DATASET RECORDS =>
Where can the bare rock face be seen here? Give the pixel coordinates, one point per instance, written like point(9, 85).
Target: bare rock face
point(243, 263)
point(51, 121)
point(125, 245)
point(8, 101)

TASK PROMPT => Write out the listing exactly, keeping every character.

WRITTEN SOLUTION =>
Where can the bare rock face be seen here? Give the pixel coordinates, one point per instance, written like point(9, 85).
Target: bare rock face
point(243, 263)
point(51, 121)
point(125, 245)
point(8, 101)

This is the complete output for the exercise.